Refactor: Protect only markdown delimiters, not content

Co-authored-by: jxxghp <jxxghp@qq.com>
2026-03-20 03:57:30 +08:00 · 2025-11-18 09:43:42 +00:00
parent 725244bb2f
commit 726738ee9e
1 changed files with 34 additions and 18 deletions
--- a/app/modules/telegram/telegram.py
+++ b/app/modules/telegram/telegram.py
@@ -633,52 +633,68 @@ class Telegram:
        if not any(char in self._escape_chars for char in text):
            return text
        
-        # 标记受保护的区域（Markdown标记内的内容不转义）
+        # 标记受保护的位置（只保护Markdown分隔符本身，不保护内容区域）
        protected = [False] * len(text)
        
        # 按优先级匹配Markdown标记（从最复杂到最简单）
-        # 1. 链接：[text](url) - 必须最先匹配
+        # 1. 链接：[text](url) - 必须最先匹配，只保护分隔符 [ ] ( )
        link_pattern = r'\[([^\]]*)\]\(([^)]*)\)'
        for match in re.finditer(link_pattern, text):
-            for i in range(match.start(), match.end()):
-                protected[i] = True
+            # 只保护分隔符：[, ], (, )
+            protected[match.start()] = True  # [
+            # match.end(1) 是第一个捕获组结束位置，即 ] 的位置
+            protected[match.end(1)] = True   # ]
+            # ( 在 ] 之后一个字符
+            if match.end(1) + 1 < len(text):
+                protected[match.end(1) + 1] = True  # (
+            # ) 在匹配结束前一个字符
+            if match.end() > 0:
+                protected[match.end() - 1] = True   # )

记录数据:
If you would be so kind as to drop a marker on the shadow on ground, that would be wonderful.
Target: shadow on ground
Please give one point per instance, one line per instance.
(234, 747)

...

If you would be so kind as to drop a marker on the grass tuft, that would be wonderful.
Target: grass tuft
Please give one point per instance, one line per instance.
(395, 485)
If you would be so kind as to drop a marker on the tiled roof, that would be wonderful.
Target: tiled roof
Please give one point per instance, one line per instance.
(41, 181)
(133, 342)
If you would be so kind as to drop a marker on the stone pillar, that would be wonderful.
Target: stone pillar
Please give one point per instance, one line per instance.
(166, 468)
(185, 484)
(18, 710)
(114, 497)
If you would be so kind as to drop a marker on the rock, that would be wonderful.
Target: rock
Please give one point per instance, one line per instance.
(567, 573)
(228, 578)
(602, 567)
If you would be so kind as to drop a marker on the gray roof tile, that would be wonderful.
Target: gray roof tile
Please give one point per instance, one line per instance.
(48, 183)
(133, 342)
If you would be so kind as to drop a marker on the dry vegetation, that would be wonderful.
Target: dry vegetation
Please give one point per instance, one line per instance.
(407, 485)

给定任务: 把所供摘录中从“Co-authored-by: jxxghp <jxxghp@qq.com>”起、到“[False] * len(text)”为止（含该处）的内容重写一遍，并将其中的“分隔符”换成“定界符”。

任务解答:
Co-authored-by: jxxghp <jxxghp@qq.com>
2026-03-20 03:57:30 +08:00 · 2025-11-18 09:43:42 +00:00
parent 725244bb2f
commit 726738ee9e
1 changed files with 34 additions and 18 deletions
--- a/app/modules/telegram/telegram.py
+++ b/app/modules/telegram/telegram.py
@@ -633,52 +633,68 @@ class Telegram:
        if not any(char in self._escape_chars for char in text):
            return text
        
-        # 标记受保护的区域（Markdown标记内的内容不转义）
+        # 标记受保护的位置（只保护Markdown定界符本身，不保护内容区域）
        protected = [False] * len(text)